> _TASK PROMPT_: Quote the whole listing word for word, please.

> _MATERIAL FOR THIS TASK_:
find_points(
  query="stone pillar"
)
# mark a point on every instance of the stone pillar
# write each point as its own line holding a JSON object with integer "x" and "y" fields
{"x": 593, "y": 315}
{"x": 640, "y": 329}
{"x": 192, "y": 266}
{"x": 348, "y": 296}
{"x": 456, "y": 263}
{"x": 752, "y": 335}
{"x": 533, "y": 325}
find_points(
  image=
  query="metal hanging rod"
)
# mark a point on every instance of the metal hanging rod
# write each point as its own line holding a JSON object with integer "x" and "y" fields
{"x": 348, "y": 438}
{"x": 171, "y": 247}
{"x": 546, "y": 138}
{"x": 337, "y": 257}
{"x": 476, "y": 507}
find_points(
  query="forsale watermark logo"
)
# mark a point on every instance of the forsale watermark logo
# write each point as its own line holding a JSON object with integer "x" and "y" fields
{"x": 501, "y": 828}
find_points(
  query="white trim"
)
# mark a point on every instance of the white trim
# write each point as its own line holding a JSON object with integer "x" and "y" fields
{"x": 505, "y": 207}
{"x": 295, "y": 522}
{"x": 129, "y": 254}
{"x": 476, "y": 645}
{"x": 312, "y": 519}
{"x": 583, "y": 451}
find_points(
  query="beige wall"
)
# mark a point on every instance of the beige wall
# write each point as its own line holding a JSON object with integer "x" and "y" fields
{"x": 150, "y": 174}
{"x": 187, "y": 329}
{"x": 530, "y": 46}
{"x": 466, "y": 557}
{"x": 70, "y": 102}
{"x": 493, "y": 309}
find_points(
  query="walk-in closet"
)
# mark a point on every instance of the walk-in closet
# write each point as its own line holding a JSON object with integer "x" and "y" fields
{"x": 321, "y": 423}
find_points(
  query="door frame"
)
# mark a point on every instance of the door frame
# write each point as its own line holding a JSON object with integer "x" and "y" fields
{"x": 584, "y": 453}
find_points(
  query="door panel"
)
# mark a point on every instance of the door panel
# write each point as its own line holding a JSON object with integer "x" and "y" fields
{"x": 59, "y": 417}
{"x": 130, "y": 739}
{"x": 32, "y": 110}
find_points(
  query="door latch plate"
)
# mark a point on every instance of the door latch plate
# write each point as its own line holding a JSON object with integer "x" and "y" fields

> _SOLUTION TO THIS PROBLEM_:
find_points(
  query="stone pillar"
)
# mark a point on every instance of the stone pillar
# write each point as its own line holding a JSON object with integer "x" and "y" fields
{"x": 593, "y": 315}
{"x": 640, "y": 329}
{"x": 192, "y": 266}
{"x": 348, "y": 296}
{"x": 456, "y": 263}
{"x": 752, "y": 335}
{"x": 533, "y": 325}
find_points(
  image=
  query="metal hanging rod"
)
# mark a point on every instance of the metal hanging rod
# write each point as its own line holding a JSON object with integer "x" and "y" fields
{"x": 348, "y": 438}
{"x": 171, "y": 247}
{"x": 546, "y": 138}
{"x": 337, "y": 257}
{"x": 476, "y": 507}
find_points(
  query="forsale watermark logo"
)
# mark a point on every instance of the forsale watermark logo
# write each point as its own line holding a JSON object with integer "x" and "y" fields
{"x": 501, "y": 828}
find_points(
  query="white trim"
)
# mark a point on every instance of the white trim
# write each point as its own line holding a JSON object with integer "x" and "y" fields
{"x": 505, "y": 207}
{"x": 295, "y": 522}
{"x": 129, "y": 254}
{"x": 476, "y": 645}
{"x": 312, "y": 519}
{"x": 583, "y": 451}
find_points(
  query="beige wall"
)
# mark a point on every instance of the beige wall
# write each point as its own line holding a JSON object with integer "x" and "y" fields
{"x": 150, "y": 174}
{"x": 187, "y": 329}
{"x": 530, "y": 46}
{"x": 466, "y": 557}
{"x": 70, "y": 102}
{"x": 493, "y": 309}
find_points(
  query="walk-in closet"
)
# mark a point on every instance of the walk-in closet
# write each point as its own line holding a JSON object with integer "x" and "y" fields
{"x": 321, "y": 423}
find_points(
  query="door frame"
)
# mark a point on every instance of the door frame
# write each point as its own line holding a JSON object with integer "x" and "y" fields
{"x": 584, "y": 453}
find_points(
  query="door panel"
)
# mark a point on every instance of the door panel
# write each point as its own line holding a JSON object with integer "x" and "y" fields
{"x": 59, "y": 417}
{"x": 130, "y": 739}
{"x": 32, "y": 110}
find_points(
  query="door latch plate"
)
# mark a point on every instance of the door latch plate
# write each point as its own line holding a JSON object with integer "x" and "y" fields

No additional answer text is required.